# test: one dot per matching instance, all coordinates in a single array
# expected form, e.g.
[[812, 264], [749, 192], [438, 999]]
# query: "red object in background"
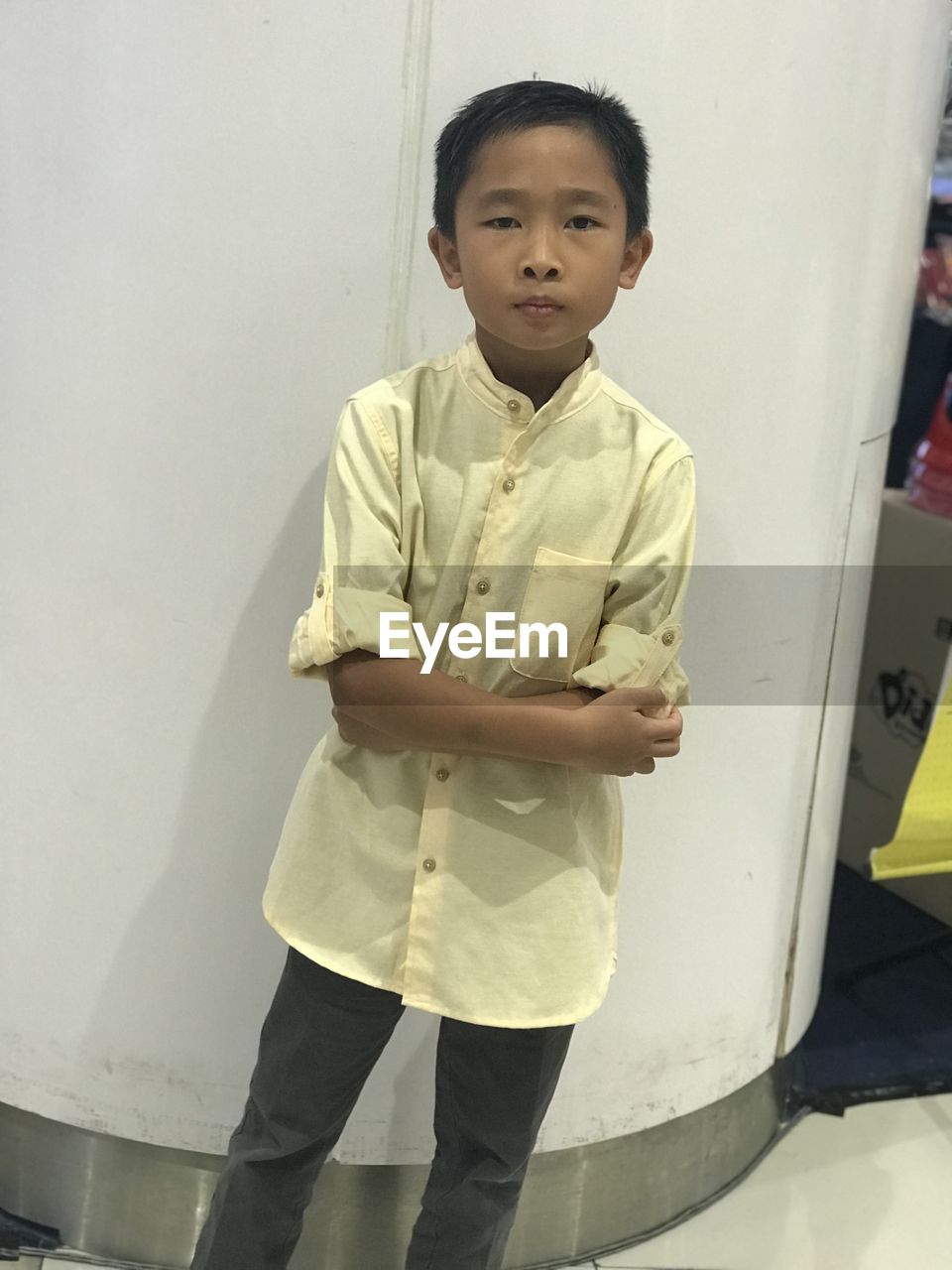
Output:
[[929, 480]]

▬▬▬

YOUR TASK: Rewrite the material, replacing "dot" with "point" and changing nothing else. Leave the pictures out.

EXERCISE OUTPUT:
# test: one point per matching instance, all coordinates in a single array
# expected form, e.g.
[[812, 264], [749, 192], [438, 999]]
# query: "red object in background"
Output:
[[929, 480]]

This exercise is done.